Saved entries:
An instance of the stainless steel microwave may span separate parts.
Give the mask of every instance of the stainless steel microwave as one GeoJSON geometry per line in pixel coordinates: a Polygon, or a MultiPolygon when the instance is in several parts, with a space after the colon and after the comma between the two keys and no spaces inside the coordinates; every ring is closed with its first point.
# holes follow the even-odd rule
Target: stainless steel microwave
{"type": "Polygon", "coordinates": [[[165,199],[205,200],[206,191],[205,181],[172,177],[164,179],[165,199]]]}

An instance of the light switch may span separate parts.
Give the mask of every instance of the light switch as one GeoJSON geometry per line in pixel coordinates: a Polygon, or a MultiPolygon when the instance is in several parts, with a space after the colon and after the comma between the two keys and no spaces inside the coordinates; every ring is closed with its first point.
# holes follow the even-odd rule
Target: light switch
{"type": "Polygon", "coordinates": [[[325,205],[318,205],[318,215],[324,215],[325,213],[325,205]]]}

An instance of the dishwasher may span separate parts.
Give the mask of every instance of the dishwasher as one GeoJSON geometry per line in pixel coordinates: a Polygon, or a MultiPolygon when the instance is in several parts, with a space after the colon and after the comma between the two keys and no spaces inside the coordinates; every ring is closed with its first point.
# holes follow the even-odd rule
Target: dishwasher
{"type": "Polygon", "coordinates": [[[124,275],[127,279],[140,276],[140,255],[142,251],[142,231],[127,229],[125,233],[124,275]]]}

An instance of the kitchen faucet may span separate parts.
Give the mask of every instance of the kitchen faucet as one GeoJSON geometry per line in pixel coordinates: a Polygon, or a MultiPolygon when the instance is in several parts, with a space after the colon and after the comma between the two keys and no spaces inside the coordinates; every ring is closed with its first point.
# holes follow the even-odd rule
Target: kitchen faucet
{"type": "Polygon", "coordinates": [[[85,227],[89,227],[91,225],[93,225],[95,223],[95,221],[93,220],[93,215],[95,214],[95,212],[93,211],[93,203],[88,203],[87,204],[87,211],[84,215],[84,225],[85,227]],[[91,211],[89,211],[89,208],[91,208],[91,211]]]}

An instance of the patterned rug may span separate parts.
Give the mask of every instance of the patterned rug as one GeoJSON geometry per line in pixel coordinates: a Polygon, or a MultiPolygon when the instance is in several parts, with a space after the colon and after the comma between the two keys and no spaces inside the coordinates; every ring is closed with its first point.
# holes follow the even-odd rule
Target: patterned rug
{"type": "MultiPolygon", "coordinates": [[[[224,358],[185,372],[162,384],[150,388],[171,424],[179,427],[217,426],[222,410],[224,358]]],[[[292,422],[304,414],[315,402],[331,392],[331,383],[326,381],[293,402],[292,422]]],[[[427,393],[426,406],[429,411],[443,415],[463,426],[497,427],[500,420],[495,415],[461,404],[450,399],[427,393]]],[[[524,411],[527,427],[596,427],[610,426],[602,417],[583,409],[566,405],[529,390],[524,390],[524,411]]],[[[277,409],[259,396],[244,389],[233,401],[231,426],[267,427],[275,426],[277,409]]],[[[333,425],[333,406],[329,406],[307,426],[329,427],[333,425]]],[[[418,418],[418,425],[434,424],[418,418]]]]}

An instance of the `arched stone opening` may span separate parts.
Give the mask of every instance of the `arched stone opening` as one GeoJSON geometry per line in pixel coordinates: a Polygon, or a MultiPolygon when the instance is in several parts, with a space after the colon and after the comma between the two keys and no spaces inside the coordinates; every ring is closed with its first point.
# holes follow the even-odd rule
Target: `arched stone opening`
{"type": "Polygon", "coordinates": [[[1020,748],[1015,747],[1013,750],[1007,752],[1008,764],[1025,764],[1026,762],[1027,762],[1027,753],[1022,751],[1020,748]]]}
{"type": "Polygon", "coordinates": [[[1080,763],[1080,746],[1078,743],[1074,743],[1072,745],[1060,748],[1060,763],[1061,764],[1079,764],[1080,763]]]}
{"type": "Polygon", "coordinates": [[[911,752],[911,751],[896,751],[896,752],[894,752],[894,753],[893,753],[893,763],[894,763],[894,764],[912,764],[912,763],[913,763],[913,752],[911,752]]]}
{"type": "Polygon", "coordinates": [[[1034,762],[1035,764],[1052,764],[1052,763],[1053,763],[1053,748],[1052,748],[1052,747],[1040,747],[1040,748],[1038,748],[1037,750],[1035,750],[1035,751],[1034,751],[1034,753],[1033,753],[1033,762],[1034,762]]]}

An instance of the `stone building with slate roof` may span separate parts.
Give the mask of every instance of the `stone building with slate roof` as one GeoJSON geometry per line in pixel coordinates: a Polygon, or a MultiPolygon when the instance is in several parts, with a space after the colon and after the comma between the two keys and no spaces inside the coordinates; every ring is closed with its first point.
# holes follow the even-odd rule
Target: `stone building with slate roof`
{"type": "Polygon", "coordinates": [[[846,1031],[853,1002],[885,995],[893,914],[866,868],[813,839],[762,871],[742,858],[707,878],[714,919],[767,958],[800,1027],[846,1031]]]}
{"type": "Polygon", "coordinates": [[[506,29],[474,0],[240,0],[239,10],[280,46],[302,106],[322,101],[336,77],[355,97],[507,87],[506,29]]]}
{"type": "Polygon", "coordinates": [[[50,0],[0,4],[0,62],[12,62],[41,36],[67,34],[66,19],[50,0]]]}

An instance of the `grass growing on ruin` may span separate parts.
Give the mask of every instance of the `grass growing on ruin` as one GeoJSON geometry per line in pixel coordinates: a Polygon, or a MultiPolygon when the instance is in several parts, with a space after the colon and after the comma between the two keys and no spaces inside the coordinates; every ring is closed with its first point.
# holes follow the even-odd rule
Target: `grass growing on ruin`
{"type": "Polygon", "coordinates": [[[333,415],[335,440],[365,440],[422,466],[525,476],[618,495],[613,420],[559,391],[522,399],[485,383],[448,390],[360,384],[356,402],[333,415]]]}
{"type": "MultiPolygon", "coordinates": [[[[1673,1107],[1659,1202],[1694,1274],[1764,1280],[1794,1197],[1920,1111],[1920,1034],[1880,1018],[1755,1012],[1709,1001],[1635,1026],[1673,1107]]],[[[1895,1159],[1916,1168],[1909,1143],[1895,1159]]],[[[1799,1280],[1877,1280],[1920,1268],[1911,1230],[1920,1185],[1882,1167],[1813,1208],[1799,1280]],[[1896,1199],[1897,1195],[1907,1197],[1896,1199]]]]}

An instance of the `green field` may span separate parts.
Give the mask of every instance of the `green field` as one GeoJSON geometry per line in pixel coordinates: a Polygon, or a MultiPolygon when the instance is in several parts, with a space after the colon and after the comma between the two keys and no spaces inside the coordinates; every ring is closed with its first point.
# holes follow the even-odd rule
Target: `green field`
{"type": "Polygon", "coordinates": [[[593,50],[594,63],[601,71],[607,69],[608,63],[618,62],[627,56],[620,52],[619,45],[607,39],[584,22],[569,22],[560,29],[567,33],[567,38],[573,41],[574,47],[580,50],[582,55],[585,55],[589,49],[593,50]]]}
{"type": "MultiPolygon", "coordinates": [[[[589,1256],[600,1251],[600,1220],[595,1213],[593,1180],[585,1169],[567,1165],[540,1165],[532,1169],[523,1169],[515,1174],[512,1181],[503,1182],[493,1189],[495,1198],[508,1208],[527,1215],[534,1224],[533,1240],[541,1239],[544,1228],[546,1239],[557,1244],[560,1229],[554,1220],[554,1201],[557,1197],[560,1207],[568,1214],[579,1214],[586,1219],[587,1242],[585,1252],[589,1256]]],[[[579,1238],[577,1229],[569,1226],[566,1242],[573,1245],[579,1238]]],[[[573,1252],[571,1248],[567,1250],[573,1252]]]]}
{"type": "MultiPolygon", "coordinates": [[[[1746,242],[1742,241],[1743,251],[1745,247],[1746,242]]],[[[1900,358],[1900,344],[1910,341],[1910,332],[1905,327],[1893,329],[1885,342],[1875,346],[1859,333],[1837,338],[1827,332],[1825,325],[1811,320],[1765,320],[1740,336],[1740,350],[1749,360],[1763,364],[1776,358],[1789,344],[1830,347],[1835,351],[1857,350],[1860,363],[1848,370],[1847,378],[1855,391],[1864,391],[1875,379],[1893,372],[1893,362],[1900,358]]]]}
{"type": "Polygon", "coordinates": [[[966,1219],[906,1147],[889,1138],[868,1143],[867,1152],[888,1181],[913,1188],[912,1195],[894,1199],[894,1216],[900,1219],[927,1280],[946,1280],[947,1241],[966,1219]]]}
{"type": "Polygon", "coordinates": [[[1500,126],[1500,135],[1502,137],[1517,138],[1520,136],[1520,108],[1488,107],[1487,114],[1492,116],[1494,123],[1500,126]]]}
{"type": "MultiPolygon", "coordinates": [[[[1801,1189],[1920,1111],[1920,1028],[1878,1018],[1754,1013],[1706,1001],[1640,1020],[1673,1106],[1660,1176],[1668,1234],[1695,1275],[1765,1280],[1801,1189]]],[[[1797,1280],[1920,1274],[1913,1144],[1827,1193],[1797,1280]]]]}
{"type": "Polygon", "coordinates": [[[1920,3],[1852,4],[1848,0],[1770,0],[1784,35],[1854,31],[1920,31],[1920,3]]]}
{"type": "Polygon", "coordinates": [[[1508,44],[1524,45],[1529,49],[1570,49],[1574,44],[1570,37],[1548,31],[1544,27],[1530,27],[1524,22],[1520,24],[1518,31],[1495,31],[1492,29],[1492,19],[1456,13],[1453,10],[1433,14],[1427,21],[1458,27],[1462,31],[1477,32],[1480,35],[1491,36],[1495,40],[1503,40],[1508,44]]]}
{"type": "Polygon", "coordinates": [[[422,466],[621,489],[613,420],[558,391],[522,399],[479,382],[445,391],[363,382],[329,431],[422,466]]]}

What you are asked to do: From the entries, copy every line in which the string "separate" can be found.

Response area:
An instance of the stainless steel microwave may span separate parts.
An instance of the light switch may span separate parts.
An instance of the dishwasher may span separate parts.
An instance of the kitchen faucet may span separate parts.
An instance of the patterned rug may span separate parts.
An instance of the `arched stone opening` may span separate parts.
An instance of the `stone building with slate roof` may span separate parts.
An instance of the `grass growing on ruin` may span separate parts.
An instance of the `green field` may span separate parts.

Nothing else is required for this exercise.